• [WRITTEN TASK]: Please copy the following lines word for word, keeping each one in its original order and form.

• [DATASET ENTRIES]:

+ + + +

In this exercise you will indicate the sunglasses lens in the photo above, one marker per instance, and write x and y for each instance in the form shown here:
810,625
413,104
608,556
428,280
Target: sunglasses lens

+ + + +

• [EXERCISE SOLUTION]:
In this exercise you will indicate the sunglasses lens in the photo above, one marker per instance, and write x and y for each instance in the form shown here:
810,625
413,104
608,556
428,280
Target: sunglasses lens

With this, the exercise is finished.